YOUR OBJECTIVE = Please reproduce, exactly and with nothing added, the line containing "Where in the photo above can the rocky cliff" and every line after it to the end of the records.

Stored items from a collection
------------------------------------

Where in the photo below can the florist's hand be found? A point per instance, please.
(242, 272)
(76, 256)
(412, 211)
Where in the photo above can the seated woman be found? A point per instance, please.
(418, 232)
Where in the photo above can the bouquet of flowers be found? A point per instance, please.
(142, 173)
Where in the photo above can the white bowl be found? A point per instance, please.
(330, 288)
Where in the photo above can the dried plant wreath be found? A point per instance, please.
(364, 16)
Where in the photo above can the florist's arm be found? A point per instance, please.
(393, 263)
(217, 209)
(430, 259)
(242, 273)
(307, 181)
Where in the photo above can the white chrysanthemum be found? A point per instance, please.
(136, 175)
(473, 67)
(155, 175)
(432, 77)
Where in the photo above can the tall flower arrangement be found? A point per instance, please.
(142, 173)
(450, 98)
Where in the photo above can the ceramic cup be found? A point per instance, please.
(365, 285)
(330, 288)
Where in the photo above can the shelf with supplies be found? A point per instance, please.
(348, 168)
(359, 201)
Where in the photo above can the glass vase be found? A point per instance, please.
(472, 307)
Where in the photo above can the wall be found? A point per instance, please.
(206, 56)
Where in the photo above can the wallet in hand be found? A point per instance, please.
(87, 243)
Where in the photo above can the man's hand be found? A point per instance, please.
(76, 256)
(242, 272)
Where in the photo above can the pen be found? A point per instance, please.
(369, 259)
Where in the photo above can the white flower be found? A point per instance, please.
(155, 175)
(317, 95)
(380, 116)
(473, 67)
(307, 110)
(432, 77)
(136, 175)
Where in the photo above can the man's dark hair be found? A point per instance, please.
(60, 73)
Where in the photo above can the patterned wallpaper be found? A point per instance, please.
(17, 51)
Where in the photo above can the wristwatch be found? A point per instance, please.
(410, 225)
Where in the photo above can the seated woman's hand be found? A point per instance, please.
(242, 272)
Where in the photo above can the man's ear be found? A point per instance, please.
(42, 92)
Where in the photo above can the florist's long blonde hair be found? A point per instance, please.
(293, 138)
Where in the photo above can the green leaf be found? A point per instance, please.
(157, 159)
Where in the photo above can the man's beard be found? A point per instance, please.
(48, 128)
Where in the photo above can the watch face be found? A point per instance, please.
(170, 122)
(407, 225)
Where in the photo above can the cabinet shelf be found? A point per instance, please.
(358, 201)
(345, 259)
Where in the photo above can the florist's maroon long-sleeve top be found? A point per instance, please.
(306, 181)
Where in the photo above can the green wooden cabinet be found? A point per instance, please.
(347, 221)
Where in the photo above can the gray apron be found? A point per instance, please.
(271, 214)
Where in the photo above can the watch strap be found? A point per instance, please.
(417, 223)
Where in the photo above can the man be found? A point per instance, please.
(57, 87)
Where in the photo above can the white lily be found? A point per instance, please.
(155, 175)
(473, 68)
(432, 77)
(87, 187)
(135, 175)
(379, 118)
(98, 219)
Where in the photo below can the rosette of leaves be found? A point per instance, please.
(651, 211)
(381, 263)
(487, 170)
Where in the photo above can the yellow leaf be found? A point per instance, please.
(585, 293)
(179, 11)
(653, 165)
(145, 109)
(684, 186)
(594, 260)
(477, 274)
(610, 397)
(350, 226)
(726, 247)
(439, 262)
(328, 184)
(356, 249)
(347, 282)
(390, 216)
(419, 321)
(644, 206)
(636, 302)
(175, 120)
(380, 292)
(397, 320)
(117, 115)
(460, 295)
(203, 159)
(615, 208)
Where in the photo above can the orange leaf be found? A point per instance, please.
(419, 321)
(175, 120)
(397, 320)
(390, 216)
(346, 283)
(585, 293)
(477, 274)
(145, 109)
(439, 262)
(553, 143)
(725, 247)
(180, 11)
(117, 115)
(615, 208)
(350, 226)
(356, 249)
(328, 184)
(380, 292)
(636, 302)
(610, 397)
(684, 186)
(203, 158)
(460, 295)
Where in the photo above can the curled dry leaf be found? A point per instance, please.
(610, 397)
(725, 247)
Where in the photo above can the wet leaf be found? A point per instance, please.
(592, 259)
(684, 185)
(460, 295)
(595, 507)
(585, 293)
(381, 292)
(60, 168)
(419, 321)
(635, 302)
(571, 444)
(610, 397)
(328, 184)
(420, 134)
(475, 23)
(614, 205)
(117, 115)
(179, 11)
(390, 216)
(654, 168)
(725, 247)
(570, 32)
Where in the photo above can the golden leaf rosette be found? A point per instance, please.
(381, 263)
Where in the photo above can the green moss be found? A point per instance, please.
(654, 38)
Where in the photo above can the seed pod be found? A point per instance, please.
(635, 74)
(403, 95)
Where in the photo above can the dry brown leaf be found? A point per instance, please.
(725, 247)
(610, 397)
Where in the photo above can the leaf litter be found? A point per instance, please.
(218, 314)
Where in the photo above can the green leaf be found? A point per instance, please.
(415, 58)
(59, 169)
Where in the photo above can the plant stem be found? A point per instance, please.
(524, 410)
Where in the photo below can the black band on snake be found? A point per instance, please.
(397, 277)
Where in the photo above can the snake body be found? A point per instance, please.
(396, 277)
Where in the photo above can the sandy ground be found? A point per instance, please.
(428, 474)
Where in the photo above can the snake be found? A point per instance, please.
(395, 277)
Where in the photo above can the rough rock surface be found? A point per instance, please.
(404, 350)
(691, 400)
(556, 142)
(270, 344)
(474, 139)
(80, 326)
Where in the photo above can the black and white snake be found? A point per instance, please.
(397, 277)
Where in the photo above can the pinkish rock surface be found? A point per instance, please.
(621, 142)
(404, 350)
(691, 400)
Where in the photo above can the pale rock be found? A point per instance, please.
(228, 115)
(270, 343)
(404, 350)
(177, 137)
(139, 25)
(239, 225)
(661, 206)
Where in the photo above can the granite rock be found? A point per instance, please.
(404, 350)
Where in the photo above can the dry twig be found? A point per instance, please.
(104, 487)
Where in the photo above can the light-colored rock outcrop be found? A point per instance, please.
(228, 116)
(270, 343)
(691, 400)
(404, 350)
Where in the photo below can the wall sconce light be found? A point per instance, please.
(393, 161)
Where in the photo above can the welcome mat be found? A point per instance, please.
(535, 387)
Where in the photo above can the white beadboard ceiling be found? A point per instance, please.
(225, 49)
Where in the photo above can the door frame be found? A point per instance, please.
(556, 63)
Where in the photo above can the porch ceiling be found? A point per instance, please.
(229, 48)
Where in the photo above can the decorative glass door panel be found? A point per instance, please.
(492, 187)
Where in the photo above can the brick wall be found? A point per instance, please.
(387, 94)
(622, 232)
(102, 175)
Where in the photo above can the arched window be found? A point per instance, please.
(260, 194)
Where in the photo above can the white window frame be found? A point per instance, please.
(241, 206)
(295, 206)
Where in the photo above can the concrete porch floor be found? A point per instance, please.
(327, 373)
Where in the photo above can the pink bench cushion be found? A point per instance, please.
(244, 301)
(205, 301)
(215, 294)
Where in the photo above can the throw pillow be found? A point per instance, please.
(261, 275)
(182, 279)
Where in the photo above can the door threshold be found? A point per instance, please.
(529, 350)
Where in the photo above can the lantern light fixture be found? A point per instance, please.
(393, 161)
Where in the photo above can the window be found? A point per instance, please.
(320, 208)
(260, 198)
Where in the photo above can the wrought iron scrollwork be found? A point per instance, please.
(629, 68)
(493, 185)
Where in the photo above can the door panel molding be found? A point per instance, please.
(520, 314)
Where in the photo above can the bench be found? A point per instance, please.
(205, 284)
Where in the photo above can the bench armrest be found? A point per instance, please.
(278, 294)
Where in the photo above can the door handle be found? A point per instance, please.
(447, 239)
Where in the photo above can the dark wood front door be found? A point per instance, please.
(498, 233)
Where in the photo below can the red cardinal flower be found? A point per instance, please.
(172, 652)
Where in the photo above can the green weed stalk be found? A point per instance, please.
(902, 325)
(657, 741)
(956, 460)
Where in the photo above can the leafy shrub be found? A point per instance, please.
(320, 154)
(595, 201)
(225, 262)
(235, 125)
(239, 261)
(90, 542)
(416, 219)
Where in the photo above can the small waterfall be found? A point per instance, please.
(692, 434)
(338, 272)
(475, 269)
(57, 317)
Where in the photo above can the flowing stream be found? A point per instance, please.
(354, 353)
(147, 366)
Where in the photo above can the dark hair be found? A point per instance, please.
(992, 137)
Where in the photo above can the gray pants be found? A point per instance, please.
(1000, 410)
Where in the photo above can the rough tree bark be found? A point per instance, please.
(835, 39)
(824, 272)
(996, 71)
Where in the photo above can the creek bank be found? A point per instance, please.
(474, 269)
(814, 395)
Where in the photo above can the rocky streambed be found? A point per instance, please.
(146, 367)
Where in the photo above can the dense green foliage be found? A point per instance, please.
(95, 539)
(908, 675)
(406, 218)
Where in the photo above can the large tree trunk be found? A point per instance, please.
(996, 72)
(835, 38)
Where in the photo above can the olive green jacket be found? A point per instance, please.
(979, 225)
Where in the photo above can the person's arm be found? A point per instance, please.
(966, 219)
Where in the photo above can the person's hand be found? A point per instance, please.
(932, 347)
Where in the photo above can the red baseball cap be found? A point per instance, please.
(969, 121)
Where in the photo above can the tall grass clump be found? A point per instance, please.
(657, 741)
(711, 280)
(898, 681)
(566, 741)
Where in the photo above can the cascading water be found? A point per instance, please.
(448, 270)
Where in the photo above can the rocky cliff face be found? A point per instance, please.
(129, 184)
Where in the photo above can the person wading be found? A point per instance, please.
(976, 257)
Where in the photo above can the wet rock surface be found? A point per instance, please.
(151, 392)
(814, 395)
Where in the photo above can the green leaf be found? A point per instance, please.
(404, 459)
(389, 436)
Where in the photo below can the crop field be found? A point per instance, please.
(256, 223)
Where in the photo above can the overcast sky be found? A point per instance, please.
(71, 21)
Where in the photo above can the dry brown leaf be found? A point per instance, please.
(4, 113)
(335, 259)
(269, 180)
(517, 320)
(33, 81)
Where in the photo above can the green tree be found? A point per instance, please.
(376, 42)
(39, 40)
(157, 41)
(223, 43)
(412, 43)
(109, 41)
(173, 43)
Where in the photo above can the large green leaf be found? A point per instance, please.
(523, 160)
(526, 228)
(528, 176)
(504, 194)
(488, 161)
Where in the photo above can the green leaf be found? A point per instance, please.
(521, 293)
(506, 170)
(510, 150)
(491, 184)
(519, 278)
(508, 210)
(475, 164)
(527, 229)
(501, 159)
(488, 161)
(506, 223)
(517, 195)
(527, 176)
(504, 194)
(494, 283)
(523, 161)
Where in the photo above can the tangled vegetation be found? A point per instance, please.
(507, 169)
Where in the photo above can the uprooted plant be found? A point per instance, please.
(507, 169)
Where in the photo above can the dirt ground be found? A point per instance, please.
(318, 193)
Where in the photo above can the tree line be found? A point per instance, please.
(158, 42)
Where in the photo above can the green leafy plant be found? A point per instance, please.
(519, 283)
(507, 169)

------------------------------------

WRITTEN RESPONSE =
Where in the photo above can the rocky cliff face be found? A point per instance, please.
(129, 184)
Where in the photo above can the person wading be found? A point per instance, please.
(976, 257)
Where in the photo above can the wet rock surface be found? A point per instance, please.
(151, 392)
(814, 395)
Where in the photo above can the green leaf be found? A point per instance, please.
(404, 459)
(389, 436)
Where in the photo below can the crop field be found? A point per instance, please.
(256, 223)
Where in the photo above can the overcast sky be found? A point per instance, please.
(71, 21)
Where in the photo above can the dry brown leaf be found? A point per instance, please.
(4, 113)
(335, 259)
(269, 180)
(517, 320)
(33, 81)
Where in the photo above can the green tree be found? A point per instance, please.
(376, 42)
(39, 40)
(157, 41)
(223, 43)
(412, 43)
(109, 41)
(173, 43)
Where in the photo above can the large green leaf be found? A point per instance, please.
(523, 160)
(526, 228)
(528, 176)
(504, 194)
(488, 161)
Where in the photo above can the green leaf be found? A point per instance, please.
(521, 293)
(506, 170)
(510, 150)
(491, 184)
(519, 278)
(508, 210)
(475, 164)
(527, 229)
(501, 159)
(488, 161)
(506, 223)
(517, 195)
(527, 176)
(504, 194)
(494, 283)
(523, 161)
Where in the photo above can the tangled vegetation be found? A point per instance, please.
(507, 169)
Where in the photo above can the uprooted plant be found? A point per instance, please.
(507, 169)
Where in the photo above can the dirt ground be found? A point per instance, please.
(318, 193)
Where in the photo above can the tree line be found? A point per instance, please.
(158, 42)
Where in the photo above can the green leafy plant be found? A point per instance, please.
(519, 283)
(507, 169)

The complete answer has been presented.